Brano:
+-------+
Perché Mosè descrive la giustizia che è dalla legge: L’uomo che fa quelle cose vivrà per esse.

Ma la giustizia che è dalla fede parla in tal modo: Non dire nel tuo cuore: ‘chi ascenderà al cielo?’ (ciò è far scendere Cristo dall’alto)

O: ‘chi discenderà nell’abisso?’ (ciò è far risalire di nuovo Cristo dai morti).

Ma cosa dice? La parola è vicino a te, nella tua bocca, e nel tuo cuore, cioè, la parola della fede, che noi predichiamo.

In queste parole vi è una prova dell’affermazione al verso 4 che Cristo è il fine della legge. Quest’affermazione l’apostolo la dimostra da un testo dell’Antico Testamento. Come abbiamo visto quest’affermazione che Gesù è il fine della legge non deve essere spiegata come significare che Cristo ha posto fine alla legge. Né significa che Cristo è il termine del periodo in cui la legge era la base della giustizia in distinzione dalla dispensazione della fede. Piuttosto il significato è che la legge aveva in vista Cristo. Cristo è il fine della legge nel senso che Egli era l’oggetto, l’obiettivo, il goal a cui puntava la legge. I Giudei potevano guardare a quel fine della legge ed essere salvati. Ora l’apostolo procede a dimostrare quest’affermazione dalla Scrittura. Non vi è differenza di opinione sul fatto che il passaggio contenga una dimostrazione da parte dell’apostolo. Tutti spiegano che esso contiene una prova dell’affermazione che Cristo è il fine della legge.
+-------+
Consegna 1:
Nel brano, da quale testo l'apostolo dimostra l'affermazione che Cristo è il fine della legge?
+-------+
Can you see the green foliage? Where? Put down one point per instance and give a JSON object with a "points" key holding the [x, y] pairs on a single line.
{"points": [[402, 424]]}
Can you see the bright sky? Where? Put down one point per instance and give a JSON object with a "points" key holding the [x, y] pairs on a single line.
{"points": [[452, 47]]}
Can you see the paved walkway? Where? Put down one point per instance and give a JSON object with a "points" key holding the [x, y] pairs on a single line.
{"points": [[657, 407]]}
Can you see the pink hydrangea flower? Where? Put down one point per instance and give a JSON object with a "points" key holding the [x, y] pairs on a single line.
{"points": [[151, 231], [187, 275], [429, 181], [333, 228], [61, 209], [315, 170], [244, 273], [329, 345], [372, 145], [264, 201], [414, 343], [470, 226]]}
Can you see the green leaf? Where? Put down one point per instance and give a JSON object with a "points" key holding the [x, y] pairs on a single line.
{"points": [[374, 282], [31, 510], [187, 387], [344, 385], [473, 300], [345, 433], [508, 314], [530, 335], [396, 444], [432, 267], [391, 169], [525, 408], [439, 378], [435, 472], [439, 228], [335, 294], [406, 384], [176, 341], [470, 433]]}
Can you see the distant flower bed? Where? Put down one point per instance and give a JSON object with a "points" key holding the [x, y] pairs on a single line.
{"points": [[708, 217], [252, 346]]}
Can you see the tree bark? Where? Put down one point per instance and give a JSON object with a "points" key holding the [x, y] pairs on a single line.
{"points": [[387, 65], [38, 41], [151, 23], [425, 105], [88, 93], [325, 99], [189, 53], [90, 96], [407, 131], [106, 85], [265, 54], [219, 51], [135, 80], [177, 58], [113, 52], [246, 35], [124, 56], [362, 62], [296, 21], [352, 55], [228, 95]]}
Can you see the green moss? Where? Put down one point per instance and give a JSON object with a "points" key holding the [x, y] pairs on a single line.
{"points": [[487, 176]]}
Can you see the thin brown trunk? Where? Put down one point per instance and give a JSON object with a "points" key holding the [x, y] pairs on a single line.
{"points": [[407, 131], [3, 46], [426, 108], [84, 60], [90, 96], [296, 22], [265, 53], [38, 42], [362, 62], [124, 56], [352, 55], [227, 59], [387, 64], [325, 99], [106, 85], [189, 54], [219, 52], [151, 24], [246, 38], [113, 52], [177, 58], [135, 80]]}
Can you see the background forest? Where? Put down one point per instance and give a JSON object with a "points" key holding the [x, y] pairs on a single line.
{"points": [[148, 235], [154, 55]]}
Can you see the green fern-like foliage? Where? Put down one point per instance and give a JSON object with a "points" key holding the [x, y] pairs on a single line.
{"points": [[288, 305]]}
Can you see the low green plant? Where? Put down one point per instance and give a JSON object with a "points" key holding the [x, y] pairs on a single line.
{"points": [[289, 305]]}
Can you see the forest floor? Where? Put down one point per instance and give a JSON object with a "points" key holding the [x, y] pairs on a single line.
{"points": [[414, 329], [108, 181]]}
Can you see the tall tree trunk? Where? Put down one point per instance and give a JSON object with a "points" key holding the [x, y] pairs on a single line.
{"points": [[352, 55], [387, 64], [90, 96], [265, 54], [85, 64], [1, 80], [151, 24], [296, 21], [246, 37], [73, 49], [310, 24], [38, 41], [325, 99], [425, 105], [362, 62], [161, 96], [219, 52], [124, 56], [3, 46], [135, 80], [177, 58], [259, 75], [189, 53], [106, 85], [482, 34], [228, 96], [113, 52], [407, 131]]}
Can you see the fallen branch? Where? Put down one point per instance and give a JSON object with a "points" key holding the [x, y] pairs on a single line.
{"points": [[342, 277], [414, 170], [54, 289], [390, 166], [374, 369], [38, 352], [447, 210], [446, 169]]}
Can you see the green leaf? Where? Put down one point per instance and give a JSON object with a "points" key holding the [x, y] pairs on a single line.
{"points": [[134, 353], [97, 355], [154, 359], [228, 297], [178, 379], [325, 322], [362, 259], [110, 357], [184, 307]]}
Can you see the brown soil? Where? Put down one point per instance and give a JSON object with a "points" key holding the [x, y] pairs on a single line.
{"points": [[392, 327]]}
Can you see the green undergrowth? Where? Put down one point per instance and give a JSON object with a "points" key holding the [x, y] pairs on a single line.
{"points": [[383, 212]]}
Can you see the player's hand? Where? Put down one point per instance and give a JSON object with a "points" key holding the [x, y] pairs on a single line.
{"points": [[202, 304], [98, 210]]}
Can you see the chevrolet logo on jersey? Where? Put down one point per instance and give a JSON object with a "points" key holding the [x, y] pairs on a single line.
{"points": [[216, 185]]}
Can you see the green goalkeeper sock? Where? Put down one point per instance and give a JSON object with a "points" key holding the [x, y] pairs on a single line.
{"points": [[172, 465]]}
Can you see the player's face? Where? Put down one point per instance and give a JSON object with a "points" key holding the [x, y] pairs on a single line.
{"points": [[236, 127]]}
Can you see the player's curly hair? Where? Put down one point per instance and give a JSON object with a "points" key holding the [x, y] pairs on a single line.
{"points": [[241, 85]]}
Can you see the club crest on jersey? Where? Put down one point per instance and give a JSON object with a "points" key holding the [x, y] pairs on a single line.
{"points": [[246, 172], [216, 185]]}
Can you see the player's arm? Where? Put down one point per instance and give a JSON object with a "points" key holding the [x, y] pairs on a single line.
+-------+
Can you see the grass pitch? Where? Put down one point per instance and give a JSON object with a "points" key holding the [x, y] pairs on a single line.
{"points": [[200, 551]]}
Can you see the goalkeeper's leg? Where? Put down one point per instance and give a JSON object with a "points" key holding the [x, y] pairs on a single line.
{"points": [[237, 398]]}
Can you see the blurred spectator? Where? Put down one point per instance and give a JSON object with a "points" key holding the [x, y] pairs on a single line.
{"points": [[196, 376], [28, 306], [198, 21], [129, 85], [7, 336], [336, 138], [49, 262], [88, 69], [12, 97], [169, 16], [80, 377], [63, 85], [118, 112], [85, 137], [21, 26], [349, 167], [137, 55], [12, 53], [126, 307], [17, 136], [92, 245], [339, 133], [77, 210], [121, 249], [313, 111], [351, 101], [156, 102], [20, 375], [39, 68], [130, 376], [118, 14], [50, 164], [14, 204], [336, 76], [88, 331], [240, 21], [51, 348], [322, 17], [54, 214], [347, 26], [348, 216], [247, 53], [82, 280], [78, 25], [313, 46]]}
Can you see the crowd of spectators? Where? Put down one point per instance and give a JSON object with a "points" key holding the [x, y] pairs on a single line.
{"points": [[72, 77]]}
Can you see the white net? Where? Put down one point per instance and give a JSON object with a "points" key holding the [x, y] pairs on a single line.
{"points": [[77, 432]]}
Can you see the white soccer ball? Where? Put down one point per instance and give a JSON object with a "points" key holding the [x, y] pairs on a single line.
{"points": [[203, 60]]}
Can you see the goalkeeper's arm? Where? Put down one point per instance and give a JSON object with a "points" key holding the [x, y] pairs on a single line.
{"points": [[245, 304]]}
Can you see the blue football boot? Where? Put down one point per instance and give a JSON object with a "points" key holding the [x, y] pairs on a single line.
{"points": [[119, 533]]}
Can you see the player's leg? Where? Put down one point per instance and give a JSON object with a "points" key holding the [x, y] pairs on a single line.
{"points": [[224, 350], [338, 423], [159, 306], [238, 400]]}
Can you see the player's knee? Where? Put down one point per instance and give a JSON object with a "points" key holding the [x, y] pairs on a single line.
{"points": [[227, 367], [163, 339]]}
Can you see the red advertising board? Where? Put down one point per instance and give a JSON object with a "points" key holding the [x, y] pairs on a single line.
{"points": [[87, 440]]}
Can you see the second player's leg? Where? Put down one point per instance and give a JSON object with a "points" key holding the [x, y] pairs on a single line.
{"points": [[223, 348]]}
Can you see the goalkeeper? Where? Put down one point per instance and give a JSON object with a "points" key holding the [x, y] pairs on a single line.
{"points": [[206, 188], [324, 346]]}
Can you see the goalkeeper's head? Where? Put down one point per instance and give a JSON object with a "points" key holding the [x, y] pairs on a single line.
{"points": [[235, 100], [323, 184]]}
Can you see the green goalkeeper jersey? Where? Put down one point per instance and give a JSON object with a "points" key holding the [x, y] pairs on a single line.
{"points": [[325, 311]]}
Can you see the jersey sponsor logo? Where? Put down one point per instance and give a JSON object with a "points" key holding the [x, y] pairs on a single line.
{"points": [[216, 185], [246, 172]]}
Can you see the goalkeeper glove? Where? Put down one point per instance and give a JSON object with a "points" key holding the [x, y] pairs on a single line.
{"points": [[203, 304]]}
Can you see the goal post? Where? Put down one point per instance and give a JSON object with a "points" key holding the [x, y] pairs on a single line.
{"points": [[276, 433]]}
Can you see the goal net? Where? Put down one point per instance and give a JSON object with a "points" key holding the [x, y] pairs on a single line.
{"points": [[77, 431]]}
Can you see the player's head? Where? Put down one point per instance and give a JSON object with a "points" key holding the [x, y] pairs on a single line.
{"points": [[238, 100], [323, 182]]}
+-------+
Consegna 2:
Modifica l'elenco nel tratto dalla riga che contiene "Can you see the player's curly" fino a quella che contiene "Can you see the player's arm?", entrambe comprese. Sostituisci "jersey" con "shirt" e riporta solo quelle righe, con tutto il resto invariato.

Risposta 1:
Da un testo dell'Antico Testamento.

Risposta 2:
Can you see the player's curly hair? Where? Put down one point per instance and give a JSON object with a "points" key holding the [x, y] pairs on a single line.
{"points": [[241, 85]]}
Can you see the club crest on shirt? Where? Put down one point per instance and give a JSON object with a "points" key holding the [x, y] pairs on a single line.
{"points": [[246, 172], [216, 185]]}
Can you see the player's arm? Where? Put down one point per instance and give a JSON object with a "points" key holding the [x, y] pairs on a single line.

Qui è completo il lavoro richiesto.